* Consignes de l'exercice *
• a. Relevez, dans le commentaire sur Sido, toutes les citations que l'auteur du commentaire donne pour illustrer la dextérité de l'oiseau.
• b. D'après le commentaire sur Sido, quel verbe souligne le mouvement descendant de l'esprit de Sido ?

* Texte *
◇ ◇ ◇

Sido, sans faire cas du sort des cerises, s’absorbe dans la contemplation de l’oiseau. L’exclamation chuchotée qu’elle émet exprime à la fois l’enthousiasme et la volonté de ne pas l’effrayer : « Qu’il est beau !… chuchotait ma mère.
»
Le passage à l’imparfait montre que cette scène était fréquente et que Sido était coutumière de ces moments d’admiration.
Elle veut y faire participer sa fille et attirer son attention sur l’habileté de l’oiseau.
Ainsi, l’anaphore de l’expression « Et tu vois », initiant la série d’interrogations, scandent l’énumération des qualités de l’oiseau au fur et à mesure que Sido les observe. Cette figure de répétition restitue l’enthousiasme de Sido pour le merle.
La dextérité de l’oiseau retient son attention : « Et tu vois comme il se sert de sa patte ? » ; « Et tu vois les mouvements de sa tête […] ? » ; « Et ce tour de bec pour vider les noyaux ?
».
Enfin, elle admire son « arrogance » et son intelligence : « Et remarque bien qu’il n’attrape que les plus mûres…
».
Dans le petit dialogue suivant, l’enfant ne partage pas tout à fait l’admiration maternelle.
Sa première remarque concerne l’inutilité de l’épouvantail : « Mais, maman, l’épouvantail…
» .
La seconde remarque, qui réitère la formulation de la première, concerne la perte des cerises, et sa tournure exclamative témoigne d’un vif regret : « Mais, maman, les cerises !… »
Sido, elle, est loin de ces considérations matérielles et gourmandes.
Tout d’abord, il ne faut pas déranger le merle : « Chut !… », répète-t-elle
.
Puis, répondant à côté de la question : « L’épouvantail ne le gêne pas…
» comme s’il s’agissait de se rassurer sur ce fait. Sido a oublié la fonction même de cet épouvantail.
Quant à la remarque de l’enfant sur les cerises, elle rappelle lentement Sido à la réalité : « Ma mère ramena sur la terre ses yeux couleur de pluie
».
Sido est un esprit céleste et aérien ; le mouvement de cet esprit, qui s’était envolé avec le merle sur les branches, est maintenant descendant comme le souligne le verbe « ramener ». Mais la couleur des yeux (« couleur de pluie
» ) souligne que le regard a conservé quelque chose de sa nature céleste.
Il faut un temps à Sido pour comprendre de quoi sa fille lui parle, comme le montre la répétition : « Les cerises ?… Ah ! oui, les cerises…
». Les points de suspension signalent son ton rêveur, une suspension du temps.
III- Sido, un esprit aérien
de « Dans ses yeux passa… » à « son gibus vide
»
Sido n’attache en fait aucune importance à la gourmandise, aux considérations matérielles : « Dans ses yeux passa une sorte de frénésie riante, un universel mépris, un dédain dansant qui me foulait avec tout le reste, allégrement…
».

◇ ◇ ◇

* Enregistrements fournis *
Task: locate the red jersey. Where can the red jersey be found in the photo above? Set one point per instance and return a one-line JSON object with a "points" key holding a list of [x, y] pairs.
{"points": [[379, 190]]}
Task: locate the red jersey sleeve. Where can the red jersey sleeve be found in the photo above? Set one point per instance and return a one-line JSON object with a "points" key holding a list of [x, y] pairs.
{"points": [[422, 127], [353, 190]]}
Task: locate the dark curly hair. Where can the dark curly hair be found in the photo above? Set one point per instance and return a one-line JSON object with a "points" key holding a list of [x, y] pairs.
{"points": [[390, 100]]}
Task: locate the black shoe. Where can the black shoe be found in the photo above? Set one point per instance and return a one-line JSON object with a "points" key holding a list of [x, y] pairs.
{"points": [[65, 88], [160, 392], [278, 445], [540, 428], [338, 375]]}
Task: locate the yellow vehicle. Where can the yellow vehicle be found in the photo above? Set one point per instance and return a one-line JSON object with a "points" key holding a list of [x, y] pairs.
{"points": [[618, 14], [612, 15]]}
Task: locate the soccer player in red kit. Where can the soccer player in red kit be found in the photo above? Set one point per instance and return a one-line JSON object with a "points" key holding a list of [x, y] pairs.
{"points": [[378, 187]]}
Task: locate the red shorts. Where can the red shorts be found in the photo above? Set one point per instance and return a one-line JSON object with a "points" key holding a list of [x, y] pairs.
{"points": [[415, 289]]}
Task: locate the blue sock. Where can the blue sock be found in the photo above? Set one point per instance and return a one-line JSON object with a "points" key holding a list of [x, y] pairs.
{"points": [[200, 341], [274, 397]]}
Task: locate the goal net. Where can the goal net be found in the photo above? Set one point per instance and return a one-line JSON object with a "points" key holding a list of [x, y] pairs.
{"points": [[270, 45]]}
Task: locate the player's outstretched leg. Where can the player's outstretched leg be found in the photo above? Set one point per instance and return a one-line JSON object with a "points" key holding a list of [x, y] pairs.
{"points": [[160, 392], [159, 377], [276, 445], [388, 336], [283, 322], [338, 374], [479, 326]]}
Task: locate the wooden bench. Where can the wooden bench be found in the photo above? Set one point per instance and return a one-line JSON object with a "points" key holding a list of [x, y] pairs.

◇ ◇ ◇

* Réponses par consigne *
• a.
« Et tu vois comme il se sert de sa patte ? »
« Et tu vois les mouvements de sa tête […] ? »
« Et ce tour de bec pour vider les noyaux ? »

• b. Le verbe « ramener ».